● **Document passage**
=== Section Start ===
That study used a device called PowerBreathe. More recently, a University of Buffalo study published last year used a technique that involved half an hour of controlled hyperventilation, three times a week for four weeks, to boost endurance in a cycling test to exhaustion at a simulated altitude of 3,600 metres. The findings suggest that, since thin air forces us to breathe more heavily to get the oxygen we need, our breathing muscles are likely to fatigue prematurely at altitude. Training those muscles in advance prepares them to handle that extra work without fatiguing as much. For now, the concept remains preliminary and requires more research – but it’s a promising possibility for flatlanders planning a trip to the mountains.
Stress fracture warning signs
It’s no secret that not getting enough calories can lead to a spiral of health problems, including weakened bones, in female runners. But identifying who is really at risk remains a challenge. A consensus statement published in the British Journal of Sports Medicine in 2014 tried to quantify risk based on six criteria: inadequate calorie intake; low body-mass index; irregular periods; delayed age of menarche; low bone mineral density; and history of stress fractures. Combining these categories produces a risk score that is classified as low, moderate or high.
=== Section End ===
● **To do**
1. Answer these questions from the sports science passage:
(a) At what simulated altitude did the University of Buffalo study run its cycling test?
(b) In which journal and year was the consensus statement on risk published?
(c) Into which three levels is the combined risk score classified?
2. According to the sports science passage, why might training the breathing muscles beforehand help someone at altitude?
Rely only on the sports science passage for your answers.

Extracted records:
=== Section Start ===
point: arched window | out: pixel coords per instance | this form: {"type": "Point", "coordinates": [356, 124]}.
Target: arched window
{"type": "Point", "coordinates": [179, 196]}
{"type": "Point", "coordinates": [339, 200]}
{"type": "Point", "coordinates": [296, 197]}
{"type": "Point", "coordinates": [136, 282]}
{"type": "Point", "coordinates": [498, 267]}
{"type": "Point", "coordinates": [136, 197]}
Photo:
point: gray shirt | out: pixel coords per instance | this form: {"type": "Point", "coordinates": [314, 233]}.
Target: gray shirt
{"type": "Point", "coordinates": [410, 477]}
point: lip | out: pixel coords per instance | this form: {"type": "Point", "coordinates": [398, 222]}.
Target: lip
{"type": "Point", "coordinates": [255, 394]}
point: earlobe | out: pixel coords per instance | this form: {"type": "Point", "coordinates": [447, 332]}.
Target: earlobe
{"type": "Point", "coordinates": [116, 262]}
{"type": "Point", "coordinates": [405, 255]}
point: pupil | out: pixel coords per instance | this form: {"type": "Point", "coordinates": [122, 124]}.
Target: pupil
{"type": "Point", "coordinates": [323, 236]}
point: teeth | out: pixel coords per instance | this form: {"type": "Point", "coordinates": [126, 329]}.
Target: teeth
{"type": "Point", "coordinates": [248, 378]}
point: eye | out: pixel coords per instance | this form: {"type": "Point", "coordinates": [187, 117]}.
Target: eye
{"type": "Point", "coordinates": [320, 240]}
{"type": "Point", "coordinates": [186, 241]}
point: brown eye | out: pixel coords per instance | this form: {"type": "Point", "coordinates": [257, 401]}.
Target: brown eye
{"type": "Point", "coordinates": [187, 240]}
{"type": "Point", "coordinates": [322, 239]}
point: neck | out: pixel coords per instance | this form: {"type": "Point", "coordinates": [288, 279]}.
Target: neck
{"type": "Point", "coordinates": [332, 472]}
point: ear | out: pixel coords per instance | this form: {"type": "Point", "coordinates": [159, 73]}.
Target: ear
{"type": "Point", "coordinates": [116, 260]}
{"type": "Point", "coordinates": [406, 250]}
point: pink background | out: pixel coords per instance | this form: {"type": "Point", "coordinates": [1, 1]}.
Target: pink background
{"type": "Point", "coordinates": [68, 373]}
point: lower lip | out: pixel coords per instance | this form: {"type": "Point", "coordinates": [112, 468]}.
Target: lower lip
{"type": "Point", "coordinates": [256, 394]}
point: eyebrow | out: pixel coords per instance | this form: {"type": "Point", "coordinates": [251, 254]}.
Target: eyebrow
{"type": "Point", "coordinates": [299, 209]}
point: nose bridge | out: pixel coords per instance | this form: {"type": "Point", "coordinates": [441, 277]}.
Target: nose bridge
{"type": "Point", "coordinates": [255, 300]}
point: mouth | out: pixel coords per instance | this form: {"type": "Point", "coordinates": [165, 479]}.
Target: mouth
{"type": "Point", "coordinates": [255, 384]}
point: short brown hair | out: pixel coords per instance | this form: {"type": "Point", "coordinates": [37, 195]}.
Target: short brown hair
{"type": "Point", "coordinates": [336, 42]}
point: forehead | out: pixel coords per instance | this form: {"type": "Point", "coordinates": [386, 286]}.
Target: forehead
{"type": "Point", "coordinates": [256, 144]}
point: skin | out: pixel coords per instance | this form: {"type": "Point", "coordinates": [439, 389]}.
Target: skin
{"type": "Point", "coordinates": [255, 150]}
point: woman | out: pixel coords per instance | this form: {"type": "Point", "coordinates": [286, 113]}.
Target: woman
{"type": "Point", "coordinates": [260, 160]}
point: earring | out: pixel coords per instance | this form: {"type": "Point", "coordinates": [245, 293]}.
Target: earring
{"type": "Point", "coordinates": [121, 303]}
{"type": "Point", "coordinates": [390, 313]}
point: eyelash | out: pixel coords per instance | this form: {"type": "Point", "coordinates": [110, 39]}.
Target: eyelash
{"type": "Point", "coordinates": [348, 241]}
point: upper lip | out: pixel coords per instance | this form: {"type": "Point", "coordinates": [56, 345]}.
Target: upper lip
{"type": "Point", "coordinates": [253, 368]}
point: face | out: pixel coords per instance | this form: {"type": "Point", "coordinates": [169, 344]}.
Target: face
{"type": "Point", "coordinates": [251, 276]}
=== Section End ===
● **Exercise results**
1.
(a) 3,600 meters.
(b) The British Journal of Sports Medicine, in 2014.
(c) Low, moderate or high.

2. Thin air makes people breathe more heavily to get the oxygen they need, so their breathing muscles are likely to tire early at altitude. Training those muscles in advance prepares them to handle that extra work without tiring as much.